Coordinate annotation entries:
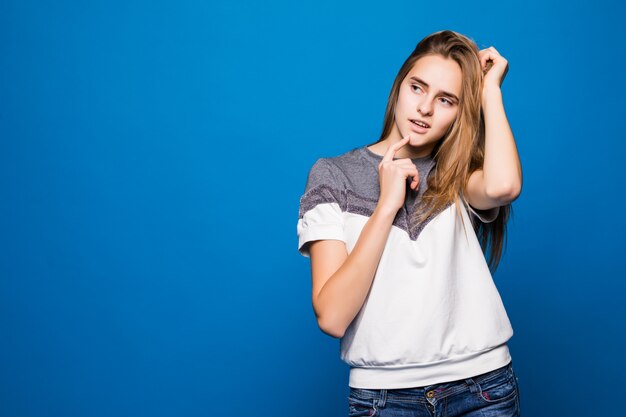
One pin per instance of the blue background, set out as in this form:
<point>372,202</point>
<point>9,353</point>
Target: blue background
<point>152,156</point>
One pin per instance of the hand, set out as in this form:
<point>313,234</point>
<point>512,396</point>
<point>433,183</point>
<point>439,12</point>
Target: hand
<point>393,175</point>
<point>495,73</point>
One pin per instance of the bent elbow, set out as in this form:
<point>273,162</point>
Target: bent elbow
<point>330,329</point>
<point>505,193</point>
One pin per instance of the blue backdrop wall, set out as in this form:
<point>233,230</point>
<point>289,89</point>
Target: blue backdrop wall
<point>152,156</point>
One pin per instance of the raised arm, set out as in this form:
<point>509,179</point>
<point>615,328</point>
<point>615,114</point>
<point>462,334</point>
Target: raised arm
<point>500,180</point>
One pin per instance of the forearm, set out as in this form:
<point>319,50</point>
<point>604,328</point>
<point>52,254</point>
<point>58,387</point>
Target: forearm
<point>501,168</point>
<point>343,295</point>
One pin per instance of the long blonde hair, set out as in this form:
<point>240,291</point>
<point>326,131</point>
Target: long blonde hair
<point>461,149</point>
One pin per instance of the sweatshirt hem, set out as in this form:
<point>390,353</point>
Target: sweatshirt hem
<point>424,374</point>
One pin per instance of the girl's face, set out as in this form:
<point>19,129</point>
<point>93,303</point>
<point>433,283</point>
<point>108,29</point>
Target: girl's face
<point>429,93</point>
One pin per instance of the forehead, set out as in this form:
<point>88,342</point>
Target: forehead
<point>441,74</point>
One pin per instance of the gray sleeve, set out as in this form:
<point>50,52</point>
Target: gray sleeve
<point>322,206</point>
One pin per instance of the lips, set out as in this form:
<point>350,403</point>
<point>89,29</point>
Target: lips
<point>424,124</point>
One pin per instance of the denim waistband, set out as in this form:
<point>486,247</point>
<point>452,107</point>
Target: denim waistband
<point>440,390</point>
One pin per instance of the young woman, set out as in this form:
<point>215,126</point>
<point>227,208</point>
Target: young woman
<point>397,232</point>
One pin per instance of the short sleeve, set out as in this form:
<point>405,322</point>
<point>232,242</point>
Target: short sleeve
<point>485,216</point>
<point>322,206</point>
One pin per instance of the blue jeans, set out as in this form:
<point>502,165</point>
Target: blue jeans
<point>494,393</point>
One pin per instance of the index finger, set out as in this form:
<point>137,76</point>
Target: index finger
<point>393,148</point>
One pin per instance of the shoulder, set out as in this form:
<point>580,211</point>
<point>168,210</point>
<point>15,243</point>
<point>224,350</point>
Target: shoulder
<point>335,171</point>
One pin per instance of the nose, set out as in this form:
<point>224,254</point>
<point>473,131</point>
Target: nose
<point>424,107</point>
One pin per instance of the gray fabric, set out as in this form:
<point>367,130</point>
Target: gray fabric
<point>351,181</point>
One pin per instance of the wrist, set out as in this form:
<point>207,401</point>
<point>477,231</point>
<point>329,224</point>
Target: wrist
<point>490,92</point>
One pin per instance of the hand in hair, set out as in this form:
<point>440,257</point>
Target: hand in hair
<point>495,72</point>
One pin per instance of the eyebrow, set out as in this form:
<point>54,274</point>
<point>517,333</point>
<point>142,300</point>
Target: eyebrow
<point>445,93</point>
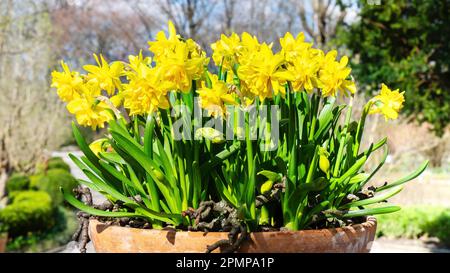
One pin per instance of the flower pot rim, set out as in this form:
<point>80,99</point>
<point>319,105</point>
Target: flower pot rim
<point>371,221</point>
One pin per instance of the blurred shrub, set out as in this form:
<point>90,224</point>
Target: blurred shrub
<point>57,163</point>
<point>60,234</point>
<point>415,222</point>
<point>29,211</point>
<point>440,227</point>
<point>52,163</point>
<point>52,180</point>
<point>17,182</point>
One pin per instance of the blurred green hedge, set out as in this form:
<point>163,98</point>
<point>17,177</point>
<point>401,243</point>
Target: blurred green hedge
<point>17,182</point>
<point>51,181</point>
<point>29,211</point>
<point>415,222</point>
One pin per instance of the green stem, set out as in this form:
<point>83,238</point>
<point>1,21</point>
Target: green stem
<point>342,140</point>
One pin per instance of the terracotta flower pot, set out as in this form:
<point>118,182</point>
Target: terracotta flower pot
<point>357,238</point>
<point>3,241</point>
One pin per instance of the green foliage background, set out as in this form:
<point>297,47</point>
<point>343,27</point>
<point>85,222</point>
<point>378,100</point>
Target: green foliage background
<point>405,44</point>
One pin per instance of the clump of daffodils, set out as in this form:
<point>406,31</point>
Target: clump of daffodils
<point>304,182</point>
<point>253,70</point>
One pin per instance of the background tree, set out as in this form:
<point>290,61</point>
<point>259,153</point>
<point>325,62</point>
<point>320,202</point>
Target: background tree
<point>404,43</point>
<point>32,120</point>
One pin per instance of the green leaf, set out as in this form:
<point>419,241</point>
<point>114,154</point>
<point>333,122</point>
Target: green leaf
<point>371,211</point>
<point>376,199</point>
<point>272,176</point>
<point>81,206</point>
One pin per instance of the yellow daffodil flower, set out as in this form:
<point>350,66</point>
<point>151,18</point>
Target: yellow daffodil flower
<point>164,45</point>
<point>67,83</point>
<point>305,68</point>
<point>333,76</point>
<point>181,62</point>
<point>107,76</point>
<point>145,92</point>
<point>135,62</point>
<point>262,73</point>
<point>388,102</point>
<point>99,146</point>
<point>225,51</point>
<point>214,99</point>
<point>292,47</point>
<point>324,163</point>
<point>88,110</point>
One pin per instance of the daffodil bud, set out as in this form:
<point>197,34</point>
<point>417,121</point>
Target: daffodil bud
<point>159,175</point>
<point>324,163</point>
<point>266,186</point>
<point>210,133</point>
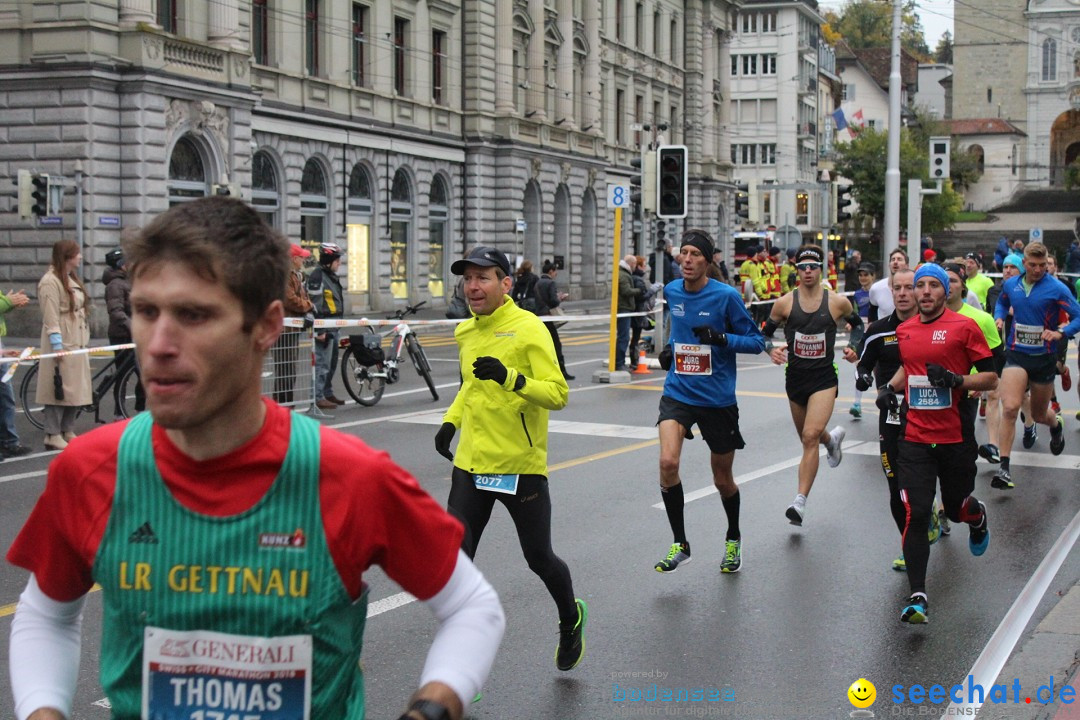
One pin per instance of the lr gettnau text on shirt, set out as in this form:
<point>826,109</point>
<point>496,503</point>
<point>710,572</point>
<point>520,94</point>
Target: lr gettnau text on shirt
<point>214,580</point>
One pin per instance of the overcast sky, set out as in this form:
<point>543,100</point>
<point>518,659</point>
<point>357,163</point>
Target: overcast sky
<point>936,16</point>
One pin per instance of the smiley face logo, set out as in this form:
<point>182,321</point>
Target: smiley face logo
<point>862,693</point>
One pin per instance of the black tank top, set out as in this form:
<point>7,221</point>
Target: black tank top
<point>811,337</point>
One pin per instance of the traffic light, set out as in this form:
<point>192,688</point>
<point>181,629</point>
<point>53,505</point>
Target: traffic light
<point>742,202</point>
<point>939,158</point>
<point>25,199</point>
<point>671,181</point>
<point>842,201</point>
<point>39,195</point>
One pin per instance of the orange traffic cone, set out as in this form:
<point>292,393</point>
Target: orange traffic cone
<point>643,367</point>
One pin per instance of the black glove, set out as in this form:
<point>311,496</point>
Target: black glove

• **Required work**
Write out all the entries above again with each "Target" switched to "Object" and nothing else altered. Leave the pictures out of your answer.

• **The solution**
One pin per instance of the blue background, set out as in this form:
<point>372,202</point>
<point>9,353</point>
Object: blue background
<point>152,156</point>
One pin per instance of the hand, set out as in this form:
<point>313,234</point>
<point>512,396</point>
<point>433,183</point>
<point>439,12</point>
Object: hand
<point>393,175</point>
<point>495,73</point>
One pin per instance of the bent elbow, set out as in this form:
<point>273,162</point>
Object: bent elbow
<point>330,329</point>
<point>505,193</point>
One pin per instance of the blue backdrop wall, set out as in this form:
<point>233,230</point>
<point>289,89</point>
Object: blue backdrop wall
<point>152,156</point>
One pin per instance of the raised arm, set out as in this form:
<point>509,179</point>
<point>615,328</point>
<point>615,114</point>
<point>462,334</point>
Object: raised arm
<point>500,180</point>
One pin per instance of the forearm, set out as in this form:
<point>319,50</point>
<point>604,328</point>
<point>52,254</point>
<point>58,387</point>
Object: forearm
<point>501,168</point>
<point>343,295</point>
One pin per instance of the long blonde hair, set out as in this form:
<point>240,291</point>
<point>326,131</point>
Object: long blonde hair
<point>461,149</point>
One pin per instance of the sweatshirt hem, set out as in this form:
<point>390,353</point>
Object: sweatshirt hem
<point>424,374</point>
One pin per instance of the girl's face, set out as in this form:
<point>19,129</point>
<point>93,303</point>
<point>433,283</point>
<point>108,29</point>
Object: girl's face
<point>429,93</point>
One pin per instance of the forehead, set out as in this form:
<point>88,342</point>
Object: forehead
<point>441,74</point>
One pin per instance of the gray sleeve, set out as in this form:
<point>50,52</point>
Object: gray sleeve
<point>322,206</point>
One pin per instance of the lips, set out as in this form:
<point>350,403</point>
<point>89,29</point>
Object: lips
<point>424,124</point>
One pin per instance of the denim waistband, set out as in this form:
<point>486,247</point>
<point>452,107</point>
Object: denim waistband
<point>440,390</point>
One pin per instance of the young woman, set out as in this form:
<point>215,126</point>
<point>227,208</point>
Object: young woman
<point>397,232</point>
One pin per instance of the short sleeve, set out as in this form:
<point>405,322</point>
<point>232,242</point>
Object: short sleeve
<point>485,216</point>
<point>322,206</point>
One pin per instance of the blue jeans, set out as in this form:
<point>502,165</point>
Object: blue jeans
<point>494,393</point>
One pin per instance of the index finger, set out as in this form:
<point>137,76</point>
Object: index finger
<point>393,148</point>
One pin per instance of the shoulder, set out as in this form:
<point>580,211</point>
<point>168,210</point>
<point>15,243</point>
<point>224,350</point>
Object: shoulder
<point>335,171</point>
One pin per instance of the nose, set out as in this form:
<point>224,254</point>
<point>473,131</point>
Object: nose
<point>424,107</point>
One pin per instance of the gray fabric, set out as in this form:
<point>367,130</point>
Object: gray fabric
<point>351,181</point>
One pin per instance of the wrist, set out as in this form:
<point>207,401</point>
<point>477,231</point>
<point>329,224</point>
Object: wrist
<point>490,92</point>
One pin per instance of the hand in hair, set out as in this form:
<point>440,257</point>
Object: hand in hair
<point>495,72</point>
One pin per instance of the eyebrow, set out as in this form:
<point>54,274</point>
<point>517,333</point>
<point>142,300</point>
Object: eyebrow
<point>445,93</point>
One pin per instance of the flower pot rim, set out as in this form:
<point>80,99</point>
<point>319,105</point>
Object: flower pot rim
<point>371,221</point>
One pin per instance of the blurred shrub, set out as in this form:
<point>90,224</point>
Object: blurred shrub
<point>57,163</point>
<point>60,234</point>
<point>415,222</point>
<point>29,211</point>
<point>440,227</point>
<point>52,163</point>
<point>52,180</point>
<point>17,182</point>
One pin per instance of the blurred green hedge, set out as in this form:
<point>163,98</point>
<point>17,177</point>
<point>401,243</point>
Object: blurred green hedge
<point>17,182</point>
<point>51,181</point>
<point>29,211</point>
<point>415,222</point>
One pin per instance of the green stem, set out as in this form:
<point>83,238</point>
<point>1,21</point>
Object: green stem
<point>342,140</point>
One pin per instance of the terracotta flower pot, set out as in this form:
<point>118,182</point>
Object: terracotta flower pot
<point>357,238</point>
<point>3,241</point>
One pin per instance of the green foliage background, set out as in this form:
<point>297,47</point>
<point>343,27</point>
<point>85,222</point>
<point>378,100</point>
Object: green foliage background
<point>405,44</point>
One pin per instance of the clump of daffodils, set out as in this form:
<point>406,31</point>
Object: clump of daffodils
<point>304,182</point>
<point>253,70</point>
One pin per instance of the background tree, set out as in this form:
<point>290,61</point>
<point>259,153</point>
<point>325,62</point>
<point>320,202</point>
Object: background tree
<point>404,43</point>
<point>32,120</point>
One pin per instance of the green leaf, set out as in this form:
<point>419,241</point>
<point>114,154</point>
<point>333,122</point>
Object: green leaf
<point>371,211</point>
<point>376,199</point>
<point>272,176</point>
<point>81,206</point>
One pin per instance of the yellow daffodil flower, set out as in this form:
<point>350,66</point>
<point>151,18</point>
Object: yellow daffodil flower
<point>164,45</point>
<point>67,83</point>
<point>305,68</point>
<point>333,76</point>
<point>181,62</point>
<point>107,76</point>
<point>145,92</point>
<point>135,62</point>
<point>262,73</point>
<point>388,102</point>
<point>99,146</point>
<point>225,51</point>
<point>214,99</point>
<point>292,47</point>
<point>324,163</point>
<point>88,110</point>
One pin per instance of the daffodil bud, set out as in this form:
<point>197,34</point>
<point>417,121</point>
Object: daffodil bud
<point>159,175</point>
<point>324,163</point>
<point>266,186</point>
<point>210,133</point>
One pin per instance of the lr gettnau text on shirt, set out as in this form:
<point>826,109</point>
<point>496,503</point>
<point>710,572</point>
<point>520,94</point>
Object: lr gettnau text on shirt
<point>214,580</point>
One pin per instance of the overcast sky, set out as in this form:
<point>543,100</point>
<point>518,659</point>
<point>357,163</point>
Object: overcast sky
<point>936,16</point>
One pin per instance of the smiley face logo, set out as in this form:
<point>182,321</point>
Object: smiley face logo
<point>862,693</point>
One pin per instance of the black tank top, set out as in this form:
<point>7,221</point>
Object: black tank top
<point>811,337</point>
One pin per instance of the traffic light, set out as in this form:
<point>192,688</point>
<point>181,629</point>
<point>53,505</point>
Object: traffic light
<point>742,202</point>
<point>939,158</point>
<point>25,199</point>
<point>671,181</point>
<point>842,201</point>
<point>39,195</point>
One pin per instance of the orange traffic cone, set out as in this form:
<point>292,393</point>
Object: orange traffic cone
<point>643,367</point>
One pin per instance of the black glove, set out as in this form:
<point>311,496</point>
Object: black glove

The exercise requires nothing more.